** ENTRIES SUPPLIED follows **

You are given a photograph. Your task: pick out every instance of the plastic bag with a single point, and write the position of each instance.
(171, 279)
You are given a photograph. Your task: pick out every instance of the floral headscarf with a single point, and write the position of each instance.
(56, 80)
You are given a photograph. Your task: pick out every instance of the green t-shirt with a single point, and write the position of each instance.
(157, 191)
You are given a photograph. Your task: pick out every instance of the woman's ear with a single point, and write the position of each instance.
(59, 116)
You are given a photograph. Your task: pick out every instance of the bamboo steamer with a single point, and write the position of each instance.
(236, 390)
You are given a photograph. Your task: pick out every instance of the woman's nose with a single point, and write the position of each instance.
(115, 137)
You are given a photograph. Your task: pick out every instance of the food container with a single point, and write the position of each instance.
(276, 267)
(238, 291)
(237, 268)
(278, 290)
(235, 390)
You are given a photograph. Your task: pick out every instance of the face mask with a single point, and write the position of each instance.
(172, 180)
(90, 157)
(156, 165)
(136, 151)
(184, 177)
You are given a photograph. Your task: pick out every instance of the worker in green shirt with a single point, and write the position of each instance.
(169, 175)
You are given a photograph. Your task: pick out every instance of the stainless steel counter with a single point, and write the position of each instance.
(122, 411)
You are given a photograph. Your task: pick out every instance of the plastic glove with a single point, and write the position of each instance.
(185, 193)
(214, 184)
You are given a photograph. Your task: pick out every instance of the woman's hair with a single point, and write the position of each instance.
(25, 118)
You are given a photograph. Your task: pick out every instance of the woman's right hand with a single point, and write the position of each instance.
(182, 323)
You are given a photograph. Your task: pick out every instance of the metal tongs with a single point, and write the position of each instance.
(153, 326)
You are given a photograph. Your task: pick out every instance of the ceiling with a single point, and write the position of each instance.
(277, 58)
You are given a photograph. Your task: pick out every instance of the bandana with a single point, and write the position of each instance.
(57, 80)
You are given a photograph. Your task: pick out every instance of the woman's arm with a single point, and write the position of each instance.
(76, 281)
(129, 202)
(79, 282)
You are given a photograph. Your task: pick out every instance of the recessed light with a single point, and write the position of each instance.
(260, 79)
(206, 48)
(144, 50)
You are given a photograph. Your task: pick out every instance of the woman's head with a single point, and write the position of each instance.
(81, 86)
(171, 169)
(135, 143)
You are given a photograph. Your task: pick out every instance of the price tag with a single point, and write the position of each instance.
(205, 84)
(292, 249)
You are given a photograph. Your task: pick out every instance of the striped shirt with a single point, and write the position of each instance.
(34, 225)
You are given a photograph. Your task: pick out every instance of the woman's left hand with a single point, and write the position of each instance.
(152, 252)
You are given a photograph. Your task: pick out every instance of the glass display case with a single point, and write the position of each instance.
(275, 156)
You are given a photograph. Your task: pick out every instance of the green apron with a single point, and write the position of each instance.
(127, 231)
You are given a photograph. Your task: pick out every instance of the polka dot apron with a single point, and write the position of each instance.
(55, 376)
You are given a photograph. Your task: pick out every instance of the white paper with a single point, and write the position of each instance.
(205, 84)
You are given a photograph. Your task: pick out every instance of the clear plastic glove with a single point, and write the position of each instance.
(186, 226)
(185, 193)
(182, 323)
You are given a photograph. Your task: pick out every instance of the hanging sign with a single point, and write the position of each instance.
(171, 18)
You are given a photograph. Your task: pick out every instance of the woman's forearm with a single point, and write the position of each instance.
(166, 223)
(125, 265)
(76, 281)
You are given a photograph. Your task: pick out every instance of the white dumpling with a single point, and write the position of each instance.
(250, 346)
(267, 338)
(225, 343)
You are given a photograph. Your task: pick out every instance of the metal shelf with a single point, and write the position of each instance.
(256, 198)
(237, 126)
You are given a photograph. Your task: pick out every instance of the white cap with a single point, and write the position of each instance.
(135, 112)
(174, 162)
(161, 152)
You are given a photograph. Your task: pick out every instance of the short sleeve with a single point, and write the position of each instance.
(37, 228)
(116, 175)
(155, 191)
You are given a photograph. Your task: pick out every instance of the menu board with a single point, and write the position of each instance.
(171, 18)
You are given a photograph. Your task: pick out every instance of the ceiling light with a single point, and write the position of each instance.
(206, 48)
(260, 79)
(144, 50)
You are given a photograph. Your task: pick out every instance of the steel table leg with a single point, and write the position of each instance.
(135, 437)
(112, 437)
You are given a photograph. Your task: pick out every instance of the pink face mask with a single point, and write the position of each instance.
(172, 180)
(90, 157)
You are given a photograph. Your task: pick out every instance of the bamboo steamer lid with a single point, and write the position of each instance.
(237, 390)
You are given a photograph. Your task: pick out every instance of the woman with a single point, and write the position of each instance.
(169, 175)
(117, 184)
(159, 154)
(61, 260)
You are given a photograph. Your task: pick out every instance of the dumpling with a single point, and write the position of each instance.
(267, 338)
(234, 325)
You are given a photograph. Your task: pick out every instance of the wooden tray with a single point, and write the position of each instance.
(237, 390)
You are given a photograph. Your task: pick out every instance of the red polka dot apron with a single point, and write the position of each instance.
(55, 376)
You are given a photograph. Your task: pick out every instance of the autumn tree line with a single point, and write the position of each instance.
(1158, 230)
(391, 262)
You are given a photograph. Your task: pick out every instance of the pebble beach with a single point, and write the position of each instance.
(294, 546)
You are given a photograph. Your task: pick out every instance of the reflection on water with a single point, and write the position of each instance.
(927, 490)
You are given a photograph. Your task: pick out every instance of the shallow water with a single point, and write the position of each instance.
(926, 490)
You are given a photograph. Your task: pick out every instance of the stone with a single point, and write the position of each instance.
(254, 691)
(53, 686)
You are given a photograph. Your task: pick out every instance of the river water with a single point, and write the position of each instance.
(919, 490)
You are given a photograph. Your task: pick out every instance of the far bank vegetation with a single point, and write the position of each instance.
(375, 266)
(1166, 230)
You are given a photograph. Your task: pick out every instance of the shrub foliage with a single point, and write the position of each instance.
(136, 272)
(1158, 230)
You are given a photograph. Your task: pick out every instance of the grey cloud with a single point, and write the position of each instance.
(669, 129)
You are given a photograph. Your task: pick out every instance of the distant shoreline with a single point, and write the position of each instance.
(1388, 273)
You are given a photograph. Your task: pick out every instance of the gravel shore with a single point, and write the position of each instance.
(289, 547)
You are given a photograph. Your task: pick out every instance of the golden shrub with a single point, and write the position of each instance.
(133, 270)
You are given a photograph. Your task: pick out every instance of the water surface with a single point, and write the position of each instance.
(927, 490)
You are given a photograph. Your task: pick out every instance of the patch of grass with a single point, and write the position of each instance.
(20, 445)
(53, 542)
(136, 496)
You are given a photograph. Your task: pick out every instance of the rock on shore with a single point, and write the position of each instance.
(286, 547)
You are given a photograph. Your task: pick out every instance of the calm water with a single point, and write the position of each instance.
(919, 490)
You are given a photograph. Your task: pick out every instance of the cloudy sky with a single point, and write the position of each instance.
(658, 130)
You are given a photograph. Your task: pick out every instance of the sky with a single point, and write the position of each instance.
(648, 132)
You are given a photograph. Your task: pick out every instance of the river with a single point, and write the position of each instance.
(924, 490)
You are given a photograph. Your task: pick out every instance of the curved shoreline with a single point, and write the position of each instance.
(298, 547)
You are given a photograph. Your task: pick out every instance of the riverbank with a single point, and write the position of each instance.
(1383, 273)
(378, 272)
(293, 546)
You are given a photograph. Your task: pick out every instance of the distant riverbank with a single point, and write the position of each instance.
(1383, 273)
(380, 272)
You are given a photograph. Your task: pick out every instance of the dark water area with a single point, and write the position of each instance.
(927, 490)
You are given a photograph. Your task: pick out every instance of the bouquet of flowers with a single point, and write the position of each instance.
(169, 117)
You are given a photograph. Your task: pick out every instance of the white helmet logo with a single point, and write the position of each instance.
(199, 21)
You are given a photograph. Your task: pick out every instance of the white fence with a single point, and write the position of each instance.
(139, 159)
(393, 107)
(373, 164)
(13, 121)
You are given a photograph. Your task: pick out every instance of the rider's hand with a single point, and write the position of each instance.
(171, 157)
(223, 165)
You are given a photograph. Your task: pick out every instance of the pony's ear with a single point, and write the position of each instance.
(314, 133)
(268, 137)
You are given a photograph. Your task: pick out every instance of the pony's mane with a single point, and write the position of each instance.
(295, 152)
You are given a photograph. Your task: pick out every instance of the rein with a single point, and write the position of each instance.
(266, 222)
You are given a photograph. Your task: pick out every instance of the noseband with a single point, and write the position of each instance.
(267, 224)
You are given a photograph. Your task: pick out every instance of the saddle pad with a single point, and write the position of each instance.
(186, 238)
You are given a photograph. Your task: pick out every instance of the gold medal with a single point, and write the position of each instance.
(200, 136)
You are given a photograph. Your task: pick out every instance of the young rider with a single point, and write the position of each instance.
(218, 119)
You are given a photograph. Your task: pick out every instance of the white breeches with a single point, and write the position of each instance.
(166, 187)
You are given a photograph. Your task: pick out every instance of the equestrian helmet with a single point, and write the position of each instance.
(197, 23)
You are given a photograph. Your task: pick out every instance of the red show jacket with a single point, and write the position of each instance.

** End of ENTRIES SUPPLIED **

Lines from the one containing "the pony's mane" through the final line of the entries above are to be output exactly; omit all others.

You are given a photograph. Your task: pick out every instance of the pony's mane with a single point, and write the position of each instance.
(295, 152)
You are given a photograph. Your task: pick out every instance of the rein with a single point, and write the position of each instance.
(266, 222)
You are given a photograph. Your task: pick out every instance of the noseband with a single point, and write the position of each instance.
(267, 224)
You are given a photograph. Your task: pick out every instance of the saddle pad with a single point, and write the position of each instance.
(186, 238)
You are given a photograph. Your task: pick out every instance of the gold medal with a single point, and write the position of each instance.
(200, 136)
You are given a photograph. Your task: pick out every instance of the young rider with a single point, and write the position of each instance.
(218, 119)
You are given a photograph. Your task: pick out every instance of the white breeches with a single point, and write the position of each instance.
(166, 187)
You are given a photograph. Your task: pick out every instance of the equestrian helmet with a single point, and write the position of each instance.
(197, 23)
You are given a photograph. Your task: pick out every instance of the red show jacket with a single point, and write the position of each instance.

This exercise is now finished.